→ ABOUT THIS TASK: Print all the data that follows exactly, images excluded.

→ THE RECORDS:

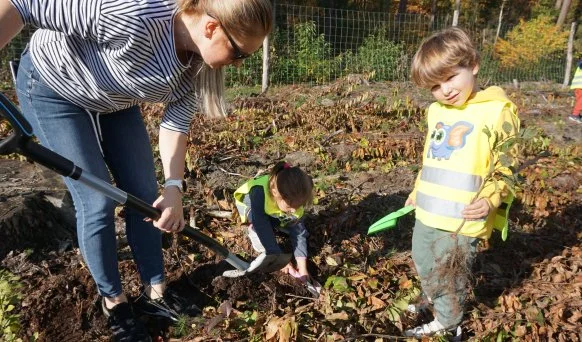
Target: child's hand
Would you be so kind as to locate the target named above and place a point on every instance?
(409, 201)
(477, 210)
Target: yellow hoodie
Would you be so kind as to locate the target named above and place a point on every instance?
(457, 158)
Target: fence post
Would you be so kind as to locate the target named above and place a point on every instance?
(456, 12)
(265, 83)
(266, 55)
(569, 55)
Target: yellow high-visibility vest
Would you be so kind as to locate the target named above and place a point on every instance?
(271, 207)
(456, 160)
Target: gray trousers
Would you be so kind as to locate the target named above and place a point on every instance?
(429, 248)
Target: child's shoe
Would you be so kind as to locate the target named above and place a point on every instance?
(434, 328)
(421, 306)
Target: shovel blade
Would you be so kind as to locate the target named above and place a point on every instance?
(271, 263)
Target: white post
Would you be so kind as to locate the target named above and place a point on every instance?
(266, 48)
(569, 55)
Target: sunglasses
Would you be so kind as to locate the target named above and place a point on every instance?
(238, 54)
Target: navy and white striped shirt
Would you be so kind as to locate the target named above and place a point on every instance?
(108, 55)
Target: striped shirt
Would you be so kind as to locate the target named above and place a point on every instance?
(109, 55)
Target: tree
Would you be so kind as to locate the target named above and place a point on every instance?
(563, 12)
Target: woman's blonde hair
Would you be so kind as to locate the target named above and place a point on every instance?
(242, 18)
(440, 53)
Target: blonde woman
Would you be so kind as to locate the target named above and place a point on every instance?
(86, 69)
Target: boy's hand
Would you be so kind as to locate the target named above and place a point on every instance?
(477, 210)
(409, 201)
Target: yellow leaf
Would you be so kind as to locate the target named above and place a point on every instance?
(357, 277)
(337, 316)
(376, 302)
(272, 327)
(330, 261)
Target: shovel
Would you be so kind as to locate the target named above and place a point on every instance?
(389, 221)
(21, 142)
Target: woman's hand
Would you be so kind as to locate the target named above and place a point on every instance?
(477, 210)
(409, 201)
(170, 203)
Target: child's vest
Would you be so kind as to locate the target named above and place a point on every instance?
(577, 80)
(447, 184)
(271, 207)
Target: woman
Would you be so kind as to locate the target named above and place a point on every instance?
(79, 83)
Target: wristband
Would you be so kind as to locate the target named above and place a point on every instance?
(180, 183)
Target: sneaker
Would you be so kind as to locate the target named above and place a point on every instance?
(170, 306)
(124, 325)
(421, 306)
(434, 328)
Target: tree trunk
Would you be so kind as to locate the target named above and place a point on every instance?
(570, 55)
(456, 13)
(402, 5)
(563, 12)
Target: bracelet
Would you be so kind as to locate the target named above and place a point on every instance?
(180, 183)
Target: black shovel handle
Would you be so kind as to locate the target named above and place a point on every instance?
(21, 142)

→ RESPONSE TO THE EXERCISE:
Target: child's hand
Would you be so kind as to locate the target named above and place a point on every instance?
(409, 201)
(477, 210)
Target: yellow hoodie
Would you be so kind as to locate the target named above and place a point on every instance?
(457, 158)
Target: fence post
Would you be so kind as to locate the target named above and place a point on every instance?
(456, 12)
(265, 83)
(266, 55)
(569, 55)
Target: yellow high-visibility vest
Would you be so kind as to locate the target named above and place a point on every instance?
(271, 207)
(456, 160)
Target: gray trousers
Would you be so kind as to locate the target named above and place a point on every instance?
(429, 248)
Target: child's shoe
Would you be so kind as to locate the target named above and place a point on every instance?
(434, 328)
(421, 306)
Target: shovel blade
Would you be so kind as to locate the target named above and place a point on every instance?
(271, 263)
Target: white post
Would you be so kind as to locate the target named above and place a point on every instance?
(266, 48)
(569, 55)
Target: sunglasses
Would you be so kind as to locate the target named above and place a point on every instance?
(238, 54)
Target: navy and white striped shirt
Would you be so kind as to locate the target named above and place a point on every instance?
(108, 55)
Target: striped shirt
Would you be so kind as to locate the target named above and place a point on every instance?
(109, 55)
Target: tree
Would you be so kind as to locate the target named above and place a point on every instance?
(563, 12)
Target: woman's blonde hair
Would you be so kind as to locate the target named above and place a point on every instance?
(242, 18)
(440, 53)
Target: blonde woman
Would you be so kind as to locate the target named above and place a point on every instance?
(86, 69)
Target: boy's hand
Would you be so kind as to locate the target named above and place a point on every instance?
(477, 210)
(409, 201)
Target: yellow leaf
Would you be so kind as to locate the target named above and place a point on every instance?
(357, 277)
(337, 316)
(376, 302)
(272, 327)
(330, 261)
Target: shovel
Would you be so kind as to locate the target named above and place a point on every instance?
(389, 221)
(21, 142)
Target: woman's hand
Would you be so kind as to locate the target named above and place a point on every instance?
(477, 210)
(409, 201)
(170, 203)
Target: child's vest
Would you be so kind as to locate the target named above and place a point on every instance?
(577, 80)
(447, 184)
(271, 207)
Target: woman
Would you be so kind as to locate the target named above and place a point on every instance?
(79, 83)
Target: wristband
Would you be so kind as to locate the target named above and place a point on every instance?
(180, 183)
Target: sneaker
Would you be so kind as to locate the target named above and place a point on every instance?
(170, 306)
(124, 325)
(421, 306)
(434, 328)
Target: tree trunk
Would you be so kind as to locate the target named above and place a point on every instance?
(570, 55)
(456, 13)
(402, 5)
(563, 12)
Target: bracelet
Would you be so kind as to locate the target named above and place a point on every instance?
(180, 183)
Target: black shovel handle
Would you be so kind as to locate the target named above and place a point on every instance?
(21, 142)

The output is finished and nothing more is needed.